▸ **Dataset entries**
# # # # # # #
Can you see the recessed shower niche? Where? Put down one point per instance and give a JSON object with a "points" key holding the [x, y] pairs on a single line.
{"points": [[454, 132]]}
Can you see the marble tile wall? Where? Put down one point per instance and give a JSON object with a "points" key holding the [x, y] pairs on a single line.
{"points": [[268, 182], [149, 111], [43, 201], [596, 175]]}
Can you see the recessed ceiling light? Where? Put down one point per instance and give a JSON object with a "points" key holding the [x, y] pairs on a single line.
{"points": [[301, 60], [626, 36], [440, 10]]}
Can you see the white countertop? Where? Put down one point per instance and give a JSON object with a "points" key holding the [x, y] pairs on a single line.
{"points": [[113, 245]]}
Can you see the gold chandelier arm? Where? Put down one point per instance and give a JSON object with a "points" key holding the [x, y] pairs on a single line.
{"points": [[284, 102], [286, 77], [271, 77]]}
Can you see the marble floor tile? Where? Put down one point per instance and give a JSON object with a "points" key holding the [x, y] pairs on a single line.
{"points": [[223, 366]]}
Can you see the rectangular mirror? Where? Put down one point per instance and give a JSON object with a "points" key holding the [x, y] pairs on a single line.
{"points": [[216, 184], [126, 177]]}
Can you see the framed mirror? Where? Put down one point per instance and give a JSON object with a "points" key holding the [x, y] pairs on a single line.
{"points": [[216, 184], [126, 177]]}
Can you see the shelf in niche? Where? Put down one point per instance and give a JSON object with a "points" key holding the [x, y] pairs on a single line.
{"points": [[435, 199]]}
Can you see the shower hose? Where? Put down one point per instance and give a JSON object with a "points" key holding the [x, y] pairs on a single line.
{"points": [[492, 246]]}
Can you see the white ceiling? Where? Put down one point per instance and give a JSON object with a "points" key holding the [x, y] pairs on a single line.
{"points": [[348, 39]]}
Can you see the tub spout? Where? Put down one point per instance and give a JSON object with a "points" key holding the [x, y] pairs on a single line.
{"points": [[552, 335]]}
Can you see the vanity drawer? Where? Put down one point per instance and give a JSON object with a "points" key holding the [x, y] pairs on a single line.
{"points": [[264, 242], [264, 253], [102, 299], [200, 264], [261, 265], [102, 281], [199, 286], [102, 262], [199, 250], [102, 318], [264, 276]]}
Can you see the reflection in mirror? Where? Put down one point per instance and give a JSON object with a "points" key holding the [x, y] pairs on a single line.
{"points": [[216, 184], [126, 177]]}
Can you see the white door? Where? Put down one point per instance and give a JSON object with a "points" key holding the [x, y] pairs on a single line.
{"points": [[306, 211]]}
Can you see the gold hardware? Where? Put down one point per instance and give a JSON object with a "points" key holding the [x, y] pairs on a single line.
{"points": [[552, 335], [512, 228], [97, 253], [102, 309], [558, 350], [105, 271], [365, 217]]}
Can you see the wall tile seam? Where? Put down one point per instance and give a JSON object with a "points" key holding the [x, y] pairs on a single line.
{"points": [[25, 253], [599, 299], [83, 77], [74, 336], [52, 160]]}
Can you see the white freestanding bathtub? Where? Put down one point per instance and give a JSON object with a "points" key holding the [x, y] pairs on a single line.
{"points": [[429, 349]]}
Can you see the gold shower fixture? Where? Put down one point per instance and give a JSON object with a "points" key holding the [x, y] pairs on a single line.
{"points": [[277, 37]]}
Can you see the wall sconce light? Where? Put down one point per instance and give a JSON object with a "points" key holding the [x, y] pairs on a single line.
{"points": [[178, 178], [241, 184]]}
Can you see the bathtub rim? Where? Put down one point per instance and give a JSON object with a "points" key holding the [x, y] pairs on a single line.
# # # # # # #
▸ **Task directions**
Type out the entries exactly as they appear above.

▸ **The answer**
Can you see the recessed shower niche? Where? Put down one point per instance and give a JSON object with a "points" key holding the [x, y] pairs on a single line.
{"points": [[454, 132]]}
Can you see the marble tile wall? Where? Put down one point per instance and give a JSON object with a "points" key holding the [x, y] pairs on a single line.
{"points": [[268, 182], [149, 111], [43, 201], [596, 175]]}
Can you see the recessed ceiling light? Where? Put down one point per instance and give a JSON object with a "points" key holding the [x, y] pairs on a single line.
{"points": [[301, 60], [626, 36], [440, 10]]}
Can you see the white countertop? Where? Put down one point per instance and give a JSON object with a "points" key holding the [x, y] pairs on a single line.
{"points": [[113, 245]]}
Can you see the gold chandelier arm? Where? Put down one point per instance and give a JSON object with a "points" key holding the [x, y] pairs on a single line.
{"points": [[284, 102], [286, 77], [271, 77]]}
Can you see the marble floor tile? Where? Put down one point per instance and give a JSON object with a "points" key holding the [x, y] pairs on a single line.
{"points": [[223, 366]]}
Can you see the rectangular mirror? Where? Put down one point per instance and give a JSON object with a "points" key holding the [x, y] pairs on a single line.
{"points": [[216, 184], [126, 177]]}
Can you see the framed mirror? Where? Put down one point per instance and give a JSON object with a "points" key holding the [x, y] pairs on a single line.
{"points": [[216, 184], [126, 177]]}
Can you see the shelf in niche? Where? Put down one point per instance and give a JSON object with a "points" key holding the [x, y] pairs on a single line.
{"points": [[435, 199]]}
Can you see the shower hose? Where? Put down one point per instance and give a JSON object with a "points" key holding the [x, y] pairs on a single line.
{"points": [[492, 246]]}
Can you see the white ceiling? Where? Put down one point per instance and give a JSON object with a "points" key holding the [x, y] pairs on a single line.
{"points": [[348, 39]]}
Can you see the tub spout? Where? Put down one point per instance and give a JSON object with a "points" key holding the [x, y] pairs on a single line.
{"points": [[552, 335]]}
Can you see the vanity drawer? Where? Put down one point per instance and give a JSON object with a "points" key holding the [x, y] pairs on a single line.
{"points": [[264, 242], [264, 253], [102, 299], [200, 264], [261, 265], [102, 281], [199, 286], [102, 262], [199, 250], [102, 318], [264, 276]]}
Can you see the reflection in mirror? Where? Put down one point per instance and give a JSON object with a "points" key holding the [x, y] pairs on a single line.
{"points": [[216, 184], [126, 177]]}
Can you see the white door? Where? Put down one point per instance and give a JSON object with a "points" key holding the [x, y] pairs on a single line.
{"points": [[306, 211]]}
Can you see the gold hardware? Where? Put down one point per instance and give a JSON object with a "points" key holding the [x, y] pairs on a single line.
{"points": [[552, 335], [512, 228], [97, 253], [102, 309], [558, 350], [105, 271], [365, 217]]}
Can you see the wall tile seam? Where? Put down one point per instance and give a JSON object with a "points" key holding the [x, y] pairs on a single line.
{"points": [[25, 253], [599, 299], [83, 77], [74, 336], [52, 160]]}
Can you see the white freestanding bathtub? Where? Put down one point per instance and give a JSON object with a "points" key holding the [x, y] pairs on a single line.
{"points": [[429, 349]]}
Can you see the gold shower fixture? Where? Put down one point per instance and give a JSON object with a "points" key holding the [x, y] pairs on a single line.
{"points": [[277, 37]]}
Can you see the wall sconce light? Where? Put down one point per instance and give a JSON object with a "points" key holding the [x, y] pairs on a single line.
{"points": [[178, 178], [241, 184]]}
Can you see the bathtub rim? Where? Put down one point per instance and give a JSON object with a "points" key holding the [x, y] pairs on a single line.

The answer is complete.